» **SOURCE EXCERPT**
● ● ● ● ● ● ●
# Newbie: Best for goldfish?



## VeeSe (Apr 16, 2011)

Be aware that goldfish eat (and thus destroy) most plants, so it will be best to start with the very small list of plants that they don't eat and then pick from there.


----------



## kribkeeper888 (Oct 8, 2011)

I've never actually kept goldfish so I'm probly not the one who has the best idea on this but I might give you some advice, lighting is essential, pretty much no matter what the case, I mean everyone wants to be able to see their fish right? 
Heating isnt essential for goldfish certainly but I know a guy who kept goldfish at 82 degrees F. 
I THINK you should be able to keep the above mentioned fish in a 30 gallon but dont quote me on that haha  But as to the question of plants; when i first started keeping fish (and had no idea what i was doing) I successfuly kept two Anubias Nana very well under 15 watts of lighting (basically your simple single bulb light fixture) and in simple riverbed peagravel bought at my local petsmart, no flourite, no fertilizer. The plus side to this plant also is that its leaves are very tough, I had some plant eating fish that couldnt hurt them and it doesnt die period, at least in my experiance.
● ● ● ● ● ● ●
» **RECORDS FOR THE EXERCISE**
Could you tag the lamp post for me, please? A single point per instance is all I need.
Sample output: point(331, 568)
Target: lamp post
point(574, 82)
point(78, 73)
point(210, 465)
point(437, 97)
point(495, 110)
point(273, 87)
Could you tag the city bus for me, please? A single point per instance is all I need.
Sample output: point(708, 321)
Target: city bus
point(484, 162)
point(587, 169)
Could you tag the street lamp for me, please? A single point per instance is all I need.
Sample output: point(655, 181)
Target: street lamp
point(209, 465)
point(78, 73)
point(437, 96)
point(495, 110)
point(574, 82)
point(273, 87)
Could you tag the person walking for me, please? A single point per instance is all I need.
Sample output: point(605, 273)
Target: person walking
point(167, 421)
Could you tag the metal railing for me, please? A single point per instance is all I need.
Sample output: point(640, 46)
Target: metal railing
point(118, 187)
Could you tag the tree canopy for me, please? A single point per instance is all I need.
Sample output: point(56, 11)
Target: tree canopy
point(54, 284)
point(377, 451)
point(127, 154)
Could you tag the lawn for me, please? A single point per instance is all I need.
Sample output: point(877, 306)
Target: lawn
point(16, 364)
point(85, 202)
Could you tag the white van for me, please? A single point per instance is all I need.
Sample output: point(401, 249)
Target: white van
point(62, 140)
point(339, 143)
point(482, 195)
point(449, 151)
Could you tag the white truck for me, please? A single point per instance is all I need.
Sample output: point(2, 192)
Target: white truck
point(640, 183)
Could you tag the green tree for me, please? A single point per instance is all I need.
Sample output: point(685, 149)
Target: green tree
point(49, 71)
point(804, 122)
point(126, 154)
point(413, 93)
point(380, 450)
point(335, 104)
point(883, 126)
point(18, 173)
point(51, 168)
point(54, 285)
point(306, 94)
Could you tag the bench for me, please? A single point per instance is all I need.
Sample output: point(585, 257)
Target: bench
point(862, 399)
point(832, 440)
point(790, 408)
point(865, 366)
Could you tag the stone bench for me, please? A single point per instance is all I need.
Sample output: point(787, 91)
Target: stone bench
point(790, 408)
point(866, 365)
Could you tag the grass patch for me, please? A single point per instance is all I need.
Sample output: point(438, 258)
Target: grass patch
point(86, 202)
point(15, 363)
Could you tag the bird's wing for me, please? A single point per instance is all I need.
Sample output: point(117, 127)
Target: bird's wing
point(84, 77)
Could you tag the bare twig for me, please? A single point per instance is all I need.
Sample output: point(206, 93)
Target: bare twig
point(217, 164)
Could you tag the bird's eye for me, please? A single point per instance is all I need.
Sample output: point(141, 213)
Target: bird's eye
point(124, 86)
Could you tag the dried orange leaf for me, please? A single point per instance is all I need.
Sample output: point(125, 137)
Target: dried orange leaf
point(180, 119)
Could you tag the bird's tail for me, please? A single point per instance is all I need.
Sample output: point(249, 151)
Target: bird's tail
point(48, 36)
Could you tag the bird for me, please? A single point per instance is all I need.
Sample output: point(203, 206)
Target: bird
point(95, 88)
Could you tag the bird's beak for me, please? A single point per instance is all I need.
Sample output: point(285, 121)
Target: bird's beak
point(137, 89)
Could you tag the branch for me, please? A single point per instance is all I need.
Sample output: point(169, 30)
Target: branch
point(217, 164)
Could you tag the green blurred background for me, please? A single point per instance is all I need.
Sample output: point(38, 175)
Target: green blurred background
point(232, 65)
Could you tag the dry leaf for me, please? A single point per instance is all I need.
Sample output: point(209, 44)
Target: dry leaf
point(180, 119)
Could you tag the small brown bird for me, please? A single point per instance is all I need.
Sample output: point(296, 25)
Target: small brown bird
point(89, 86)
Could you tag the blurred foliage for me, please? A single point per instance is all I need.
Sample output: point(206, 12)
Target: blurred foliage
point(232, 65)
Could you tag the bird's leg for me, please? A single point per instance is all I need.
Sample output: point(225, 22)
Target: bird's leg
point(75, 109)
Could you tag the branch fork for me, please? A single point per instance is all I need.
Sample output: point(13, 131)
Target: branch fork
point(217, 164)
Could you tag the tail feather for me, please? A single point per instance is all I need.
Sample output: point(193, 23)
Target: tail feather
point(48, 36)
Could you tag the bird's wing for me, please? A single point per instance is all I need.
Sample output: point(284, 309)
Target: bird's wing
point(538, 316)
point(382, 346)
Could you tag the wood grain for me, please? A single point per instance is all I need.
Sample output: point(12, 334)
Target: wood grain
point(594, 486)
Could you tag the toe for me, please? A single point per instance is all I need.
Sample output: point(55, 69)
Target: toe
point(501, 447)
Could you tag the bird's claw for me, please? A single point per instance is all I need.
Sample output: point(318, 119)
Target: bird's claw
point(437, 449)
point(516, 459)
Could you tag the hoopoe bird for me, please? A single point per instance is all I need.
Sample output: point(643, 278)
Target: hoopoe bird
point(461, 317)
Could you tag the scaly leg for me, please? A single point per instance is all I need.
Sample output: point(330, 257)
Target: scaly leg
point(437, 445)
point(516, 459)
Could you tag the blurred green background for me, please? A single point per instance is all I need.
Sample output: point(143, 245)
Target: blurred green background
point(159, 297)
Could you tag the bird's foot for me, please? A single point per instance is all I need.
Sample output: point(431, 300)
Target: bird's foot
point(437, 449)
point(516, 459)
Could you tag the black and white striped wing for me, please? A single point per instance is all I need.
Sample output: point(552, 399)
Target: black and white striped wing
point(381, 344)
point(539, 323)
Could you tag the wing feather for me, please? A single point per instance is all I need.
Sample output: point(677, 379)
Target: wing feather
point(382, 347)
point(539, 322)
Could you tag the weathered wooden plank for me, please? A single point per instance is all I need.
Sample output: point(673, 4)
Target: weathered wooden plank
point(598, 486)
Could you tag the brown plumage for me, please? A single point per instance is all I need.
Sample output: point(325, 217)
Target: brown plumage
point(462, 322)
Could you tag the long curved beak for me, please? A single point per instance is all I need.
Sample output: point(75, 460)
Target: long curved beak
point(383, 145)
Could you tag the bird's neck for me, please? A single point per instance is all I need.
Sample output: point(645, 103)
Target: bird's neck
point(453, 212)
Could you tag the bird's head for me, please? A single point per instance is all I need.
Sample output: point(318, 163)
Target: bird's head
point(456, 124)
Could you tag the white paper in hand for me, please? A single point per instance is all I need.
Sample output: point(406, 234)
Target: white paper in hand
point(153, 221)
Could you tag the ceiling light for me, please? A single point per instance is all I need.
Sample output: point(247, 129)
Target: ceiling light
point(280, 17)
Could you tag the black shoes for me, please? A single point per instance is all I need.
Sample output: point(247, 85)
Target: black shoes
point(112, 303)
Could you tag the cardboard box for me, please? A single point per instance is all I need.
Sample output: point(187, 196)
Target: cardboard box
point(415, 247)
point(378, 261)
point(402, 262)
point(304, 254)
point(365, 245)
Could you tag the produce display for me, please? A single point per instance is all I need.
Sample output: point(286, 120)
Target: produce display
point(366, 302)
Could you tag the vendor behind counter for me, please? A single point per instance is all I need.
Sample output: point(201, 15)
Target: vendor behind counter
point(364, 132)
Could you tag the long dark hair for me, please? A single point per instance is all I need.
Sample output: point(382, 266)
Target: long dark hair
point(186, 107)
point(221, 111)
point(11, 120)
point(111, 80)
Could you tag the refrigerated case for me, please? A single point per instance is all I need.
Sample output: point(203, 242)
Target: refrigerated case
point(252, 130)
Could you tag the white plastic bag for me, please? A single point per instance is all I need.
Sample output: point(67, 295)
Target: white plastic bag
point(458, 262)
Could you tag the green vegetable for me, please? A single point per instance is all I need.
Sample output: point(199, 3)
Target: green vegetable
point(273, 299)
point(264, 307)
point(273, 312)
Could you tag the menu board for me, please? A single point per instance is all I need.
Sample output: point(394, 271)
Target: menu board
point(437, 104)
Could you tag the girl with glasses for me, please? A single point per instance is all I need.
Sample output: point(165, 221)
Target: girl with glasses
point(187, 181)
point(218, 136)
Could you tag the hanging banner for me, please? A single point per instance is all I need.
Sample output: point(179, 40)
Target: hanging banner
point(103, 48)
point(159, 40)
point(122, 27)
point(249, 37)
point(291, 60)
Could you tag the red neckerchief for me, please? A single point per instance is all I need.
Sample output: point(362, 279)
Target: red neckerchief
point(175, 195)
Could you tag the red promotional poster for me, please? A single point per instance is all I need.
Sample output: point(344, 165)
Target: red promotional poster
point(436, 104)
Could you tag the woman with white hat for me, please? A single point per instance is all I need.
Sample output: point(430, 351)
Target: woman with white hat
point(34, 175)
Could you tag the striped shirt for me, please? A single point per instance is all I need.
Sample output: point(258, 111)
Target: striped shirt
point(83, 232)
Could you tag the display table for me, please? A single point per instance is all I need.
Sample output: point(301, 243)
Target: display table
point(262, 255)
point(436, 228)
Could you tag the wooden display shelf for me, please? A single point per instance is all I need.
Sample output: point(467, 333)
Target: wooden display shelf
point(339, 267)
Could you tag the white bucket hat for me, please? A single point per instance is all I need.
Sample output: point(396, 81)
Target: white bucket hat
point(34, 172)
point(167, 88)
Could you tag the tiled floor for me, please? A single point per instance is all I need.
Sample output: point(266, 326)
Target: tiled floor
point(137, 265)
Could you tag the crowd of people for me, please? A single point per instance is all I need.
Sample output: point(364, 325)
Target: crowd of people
● ● ● ● ● ● ●
» **LIST OF TASKS**
1: Count the lines in the entries that contain the string "orange", matching case exactly, and reply with only that number.
2: Pick up the forum thread on plants for goldfish where it stops, and continue it.

» **EXPECTED RESULTS**
1: 2

2:
As for filtration, I have a friend who had and Aquaclear, witch served as a very basic filter but he liked the merineland penguin series filters much better and i personally use them on three of my 5 tanks. But if your really on a budget the aquaclear is cheaper. 
Anyway, hoped I helped a little


----------



## lauraleellbp (Feb 3, 2008)

That's a pretty small tank for goldfish. Maybe a single "fancy" variety, but IMO a 55gal + would be a much better size.

That being said, some Crypts, Java fern, mosses, Anubias, and Vals would probably be good choices in terms of plants to try.


----------



## ValMM (Feb 22, 2011)

Goldfish have no stomachs, just intestines, so they don't really digest what they eat. It goes in and comes out. That's why most people say, "They're messy fish." They eat all day long, so if you put a little duckweed as a floating plant, they'll eat it.


----------



## Mannie Bothans (Oct 8, 2011)

Thanks everyone. Now is the time for me to make big decisions that will limit my options down the line. Tank size is a very important factor for me to consider. I have a new option for a location that could accomodate a larger tank, so that might be worth taking advantage of right now.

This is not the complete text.